> WHAT YOU WILL DO
Every line containing the word "facade" must be pulled from the records.

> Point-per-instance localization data

============================================================

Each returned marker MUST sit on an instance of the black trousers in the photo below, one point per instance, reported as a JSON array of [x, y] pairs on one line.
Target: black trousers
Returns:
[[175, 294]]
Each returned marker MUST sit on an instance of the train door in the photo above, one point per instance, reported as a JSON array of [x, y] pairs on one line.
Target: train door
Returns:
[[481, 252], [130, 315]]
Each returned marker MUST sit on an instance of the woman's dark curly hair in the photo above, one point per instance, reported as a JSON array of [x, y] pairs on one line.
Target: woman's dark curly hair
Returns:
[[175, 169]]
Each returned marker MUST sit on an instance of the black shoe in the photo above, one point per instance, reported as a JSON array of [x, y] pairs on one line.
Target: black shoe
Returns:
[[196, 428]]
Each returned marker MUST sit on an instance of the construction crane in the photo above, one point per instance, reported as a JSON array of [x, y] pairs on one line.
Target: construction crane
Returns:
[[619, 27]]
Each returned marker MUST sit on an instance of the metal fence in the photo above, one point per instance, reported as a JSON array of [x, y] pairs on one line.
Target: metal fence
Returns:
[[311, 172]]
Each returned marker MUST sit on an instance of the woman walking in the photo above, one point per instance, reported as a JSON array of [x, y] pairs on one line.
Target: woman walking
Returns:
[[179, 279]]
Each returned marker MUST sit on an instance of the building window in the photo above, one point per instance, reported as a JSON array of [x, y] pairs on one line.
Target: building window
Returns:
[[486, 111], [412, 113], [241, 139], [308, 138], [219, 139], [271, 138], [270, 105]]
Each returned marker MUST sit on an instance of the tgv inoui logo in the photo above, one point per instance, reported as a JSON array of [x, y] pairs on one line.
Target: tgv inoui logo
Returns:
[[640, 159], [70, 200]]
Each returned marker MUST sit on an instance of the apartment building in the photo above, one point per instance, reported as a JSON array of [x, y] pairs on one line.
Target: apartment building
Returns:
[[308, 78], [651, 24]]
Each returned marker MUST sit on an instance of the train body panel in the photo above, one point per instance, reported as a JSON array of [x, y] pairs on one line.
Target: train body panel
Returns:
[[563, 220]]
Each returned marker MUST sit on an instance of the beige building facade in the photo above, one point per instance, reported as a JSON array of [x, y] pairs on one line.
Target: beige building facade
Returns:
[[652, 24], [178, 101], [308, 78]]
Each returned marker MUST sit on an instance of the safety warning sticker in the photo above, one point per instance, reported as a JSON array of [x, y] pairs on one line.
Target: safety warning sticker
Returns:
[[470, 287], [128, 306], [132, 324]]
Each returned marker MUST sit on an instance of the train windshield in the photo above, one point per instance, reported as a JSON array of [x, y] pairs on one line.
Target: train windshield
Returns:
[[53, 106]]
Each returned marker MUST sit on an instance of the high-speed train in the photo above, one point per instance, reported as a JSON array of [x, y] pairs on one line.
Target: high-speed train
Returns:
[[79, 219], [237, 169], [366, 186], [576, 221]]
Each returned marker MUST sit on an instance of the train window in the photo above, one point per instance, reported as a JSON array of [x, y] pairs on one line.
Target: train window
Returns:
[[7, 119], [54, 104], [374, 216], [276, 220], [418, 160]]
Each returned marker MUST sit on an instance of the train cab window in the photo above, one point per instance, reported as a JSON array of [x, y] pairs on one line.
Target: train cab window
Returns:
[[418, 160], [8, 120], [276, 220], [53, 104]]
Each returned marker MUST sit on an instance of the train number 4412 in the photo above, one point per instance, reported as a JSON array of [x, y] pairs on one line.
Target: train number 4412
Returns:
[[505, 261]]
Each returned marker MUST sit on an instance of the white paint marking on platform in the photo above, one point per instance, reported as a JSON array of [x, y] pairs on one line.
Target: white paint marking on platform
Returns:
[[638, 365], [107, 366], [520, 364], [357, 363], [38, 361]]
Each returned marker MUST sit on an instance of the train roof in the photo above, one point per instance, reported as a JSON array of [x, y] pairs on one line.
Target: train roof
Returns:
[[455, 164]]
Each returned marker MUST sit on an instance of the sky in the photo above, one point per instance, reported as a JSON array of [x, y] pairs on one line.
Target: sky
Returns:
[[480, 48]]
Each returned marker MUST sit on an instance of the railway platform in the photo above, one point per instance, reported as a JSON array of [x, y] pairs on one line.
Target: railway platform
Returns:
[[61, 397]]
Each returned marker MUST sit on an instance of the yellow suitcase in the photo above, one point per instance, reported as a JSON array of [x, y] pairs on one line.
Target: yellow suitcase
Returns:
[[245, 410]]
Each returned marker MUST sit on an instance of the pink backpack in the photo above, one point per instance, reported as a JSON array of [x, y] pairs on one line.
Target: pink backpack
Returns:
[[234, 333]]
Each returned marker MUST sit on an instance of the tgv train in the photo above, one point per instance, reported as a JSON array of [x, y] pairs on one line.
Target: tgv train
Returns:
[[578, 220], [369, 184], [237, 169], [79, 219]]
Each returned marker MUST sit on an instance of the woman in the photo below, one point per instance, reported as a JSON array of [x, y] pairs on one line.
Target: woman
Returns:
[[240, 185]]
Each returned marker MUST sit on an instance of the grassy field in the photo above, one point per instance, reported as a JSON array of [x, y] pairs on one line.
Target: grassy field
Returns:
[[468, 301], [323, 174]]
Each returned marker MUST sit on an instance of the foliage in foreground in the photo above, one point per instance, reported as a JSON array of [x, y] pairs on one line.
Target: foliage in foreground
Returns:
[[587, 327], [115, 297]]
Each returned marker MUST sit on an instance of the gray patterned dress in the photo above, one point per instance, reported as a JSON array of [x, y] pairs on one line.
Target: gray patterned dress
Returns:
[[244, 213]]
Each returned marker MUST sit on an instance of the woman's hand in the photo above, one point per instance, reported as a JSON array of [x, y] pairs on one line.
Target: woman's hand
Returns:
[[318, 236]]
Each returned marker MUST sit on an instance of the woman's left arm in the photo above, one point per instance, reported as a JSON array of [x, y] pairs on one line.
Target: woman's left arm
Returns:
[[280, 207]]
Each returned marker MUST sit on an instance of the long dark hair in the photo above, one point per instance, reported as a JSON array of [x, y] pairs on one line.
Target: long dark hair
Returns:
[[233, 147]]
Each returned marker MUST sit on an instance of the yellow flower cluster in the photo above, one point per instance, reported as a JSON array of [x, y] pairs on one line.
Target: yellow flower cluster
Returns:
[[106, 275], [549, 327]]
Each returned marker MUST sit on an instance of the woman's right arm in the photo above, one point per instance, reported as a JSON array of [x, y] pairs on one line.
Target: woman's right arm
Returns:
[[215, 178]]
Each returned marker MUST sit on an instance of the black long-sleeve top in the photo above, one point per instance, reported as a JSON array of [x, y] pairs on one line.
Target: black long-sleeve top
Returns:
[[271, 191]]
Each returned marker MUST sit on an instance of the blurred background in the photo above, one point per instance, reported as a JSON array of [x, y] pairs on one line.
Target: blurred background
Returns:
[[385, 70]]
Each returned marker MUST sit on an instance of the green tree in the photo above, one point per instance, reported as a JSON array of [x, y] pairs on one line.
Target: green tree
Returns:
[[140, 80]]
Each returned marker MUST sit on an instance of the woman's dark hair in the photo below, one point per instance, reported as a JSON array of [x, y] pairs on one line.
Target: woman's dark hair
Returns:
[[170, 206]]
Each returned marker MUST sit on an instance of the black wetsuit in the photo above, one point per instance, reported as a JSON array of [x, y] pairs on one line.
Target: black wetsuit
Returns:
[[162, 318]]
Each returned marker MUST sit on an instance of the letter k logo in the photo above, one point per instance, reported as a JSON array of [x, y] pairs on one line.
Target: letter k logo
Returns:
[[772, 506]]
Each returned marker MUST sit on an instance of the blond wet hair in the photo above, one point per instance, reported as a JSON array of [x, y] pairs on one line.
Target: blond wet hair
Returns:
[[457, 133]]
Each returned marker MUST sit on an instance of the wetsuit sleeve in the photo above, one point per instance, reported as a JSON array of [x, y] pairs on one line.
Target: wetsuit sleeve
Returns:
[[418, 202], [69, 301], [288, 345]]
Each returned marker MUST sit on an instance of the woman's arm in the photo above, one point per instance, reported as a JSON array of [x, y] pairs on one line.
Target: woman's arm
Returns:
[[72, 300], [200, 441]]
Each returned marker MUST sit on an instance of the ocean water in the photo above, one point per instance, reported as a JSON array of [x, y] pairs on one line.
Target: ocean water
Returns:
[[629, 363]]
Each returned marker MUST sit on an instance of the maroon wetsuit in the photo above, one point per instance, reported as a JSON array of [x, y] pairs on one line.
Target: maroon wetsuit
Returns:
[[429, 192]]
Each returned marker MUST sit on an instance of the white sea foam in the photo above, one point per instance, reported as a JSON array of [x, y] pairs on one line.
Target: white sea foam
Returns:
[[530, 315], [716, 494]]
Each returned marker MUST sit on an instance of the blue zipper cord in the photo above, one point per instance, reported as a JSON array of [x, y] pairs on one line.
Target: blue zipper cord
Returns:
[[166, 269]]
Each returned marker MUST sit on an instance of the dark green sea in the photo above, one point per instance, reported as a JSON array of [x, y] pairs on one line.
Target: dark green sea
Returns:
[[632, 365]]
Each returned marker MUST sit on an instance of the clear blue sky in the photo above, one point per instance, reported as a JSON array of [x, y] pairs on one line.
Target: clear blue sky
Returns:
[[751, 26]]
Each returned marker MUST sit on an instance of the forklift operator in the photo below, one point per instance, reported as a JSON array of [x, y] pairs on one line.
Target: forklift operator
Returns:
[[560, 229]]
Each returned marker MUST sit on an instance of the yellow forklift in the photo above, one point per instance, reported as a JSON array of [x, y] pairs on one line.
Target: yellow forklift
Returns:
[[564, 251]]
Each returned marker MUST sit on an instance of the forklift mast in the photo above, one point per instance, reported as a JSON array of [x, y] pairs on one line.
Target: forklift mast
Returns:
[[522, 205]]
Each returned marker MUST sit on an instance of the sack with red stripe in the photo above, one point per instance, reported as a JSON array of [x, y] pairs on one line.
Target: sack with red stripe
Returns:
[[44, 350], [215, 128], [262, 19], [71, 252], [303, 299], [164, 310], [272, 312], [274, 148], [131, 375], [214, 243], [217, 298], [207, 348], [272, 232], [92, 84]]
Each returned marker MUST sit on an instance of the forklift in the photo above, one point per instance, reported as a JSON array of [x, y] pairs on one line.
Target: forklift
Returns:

============================================================

> RESPONSE BOX
Each returned marker MUST sit on an instance of the beige building facade in the photo above, one point per instance, reported as a JSON array of [x, y] pairs on one line.
Target: beige building facade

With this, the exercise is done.